### [Instruction]
In your copy, leave out the pictures; write out all the data exactly.

### [Entries supplied]

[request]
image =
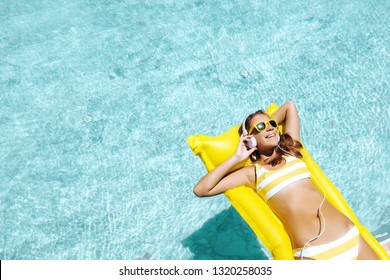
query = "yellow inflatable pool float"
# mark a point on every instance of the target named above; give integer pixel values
(213, 150)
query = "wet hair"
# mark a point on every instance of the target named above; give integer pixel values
(287, 145)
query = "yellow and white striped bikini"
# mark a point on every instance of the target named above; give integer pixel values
(270, 182)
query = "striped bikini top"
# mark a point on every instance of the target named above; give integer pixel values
(270, 182)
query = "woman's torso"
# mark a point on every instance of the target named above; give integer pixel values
(297, 204)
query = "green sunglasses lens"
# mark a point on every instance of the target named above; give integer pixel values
(273, 123)
(260, 126)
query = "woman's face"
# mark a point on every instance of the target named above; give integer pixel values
(267, 137)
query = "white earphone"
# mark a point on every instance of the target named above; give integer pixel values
(251, 143)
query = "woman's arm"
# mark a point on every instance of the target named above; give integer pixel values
(288, 115)
(219, 180)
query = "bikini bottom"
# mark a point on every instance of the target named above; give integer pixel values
(344, 248)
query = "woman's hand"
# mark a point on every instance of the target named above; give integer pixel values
(242, 152)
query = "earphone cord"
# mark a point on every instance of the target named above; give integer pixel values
(322, 229)
(319, 214)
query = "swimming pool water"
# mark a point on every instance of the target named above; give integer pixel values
(98, 97)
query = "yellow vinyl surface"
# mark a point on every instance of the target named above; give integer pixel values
(213, 150)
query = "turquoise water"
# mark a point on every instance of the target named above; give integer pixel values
(98, 97)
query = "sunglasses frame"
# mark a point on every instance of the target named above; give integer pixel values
(264, 125)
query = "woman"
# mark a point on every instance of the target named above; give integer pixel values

### [Complete response]
[request]
image =
query = "yellow inflatable pool float"
# mark a point on every instance of the target named above; give integer pixel values
(213, 150)
query = "wet hair"
# mark a point on every instance of the target named above; give integer pixel values
(287, 145)
query = "yellow and white striped bikini"
# mark a point on every instance of the target named above; give integer pixel values
(270, 182)
query = "striped bikini top"
# mark a point on every instance of the target named above; give integer pixel values
(270, 182)
query = "woman's torso"
# mark a point on every instance of the target named above; give integer pixel values
(297, 204)
query = "green sunglasses lens"
# mark a point on every instance of the target named above; give integer pixel values
(273, 123)
(260, 126)
query = "woman's face"
# mark a point on every instance of the target named above; give integer pixel values
(267, 137)
query = "white earphone"
# mark a point on every instance of the target named above; give integer pixel values
(251, 143)
query = "woman's arm"
# mark a point on every instance of the target named above; give integer pixel values
(288, 115)
(219, 180)
query = "bikini bottom"
# mark a point on every instance of the target named above; give integer pixel values
(344, 248)
query = "woman's hand"
# mark a point on every instance of the target named above; give integer pixel values
(242, 152)
query = "earphone cord"
# mark a point on every instance of the target named above; give integer pixel values
(322, 229)
(319, 214)
query = "swimming pool water"
# mark a point on every instance of the target named above; give integer pixel values
(98, 97)
query = "yellow vinyl surface"
# mark a point on every instance of the target named above; give integer pixel values
(213, 150)
query = "turquoise water"
# mark a point on every instance of the target named above; give integer pixel values
(98, 97)
query = "sunglasses frame"
# mark a point on every instance of the target named above; give integer pixel values
(264, 125)
query = "woman"
# mark a point on every instance of the target named above; give integer pixel values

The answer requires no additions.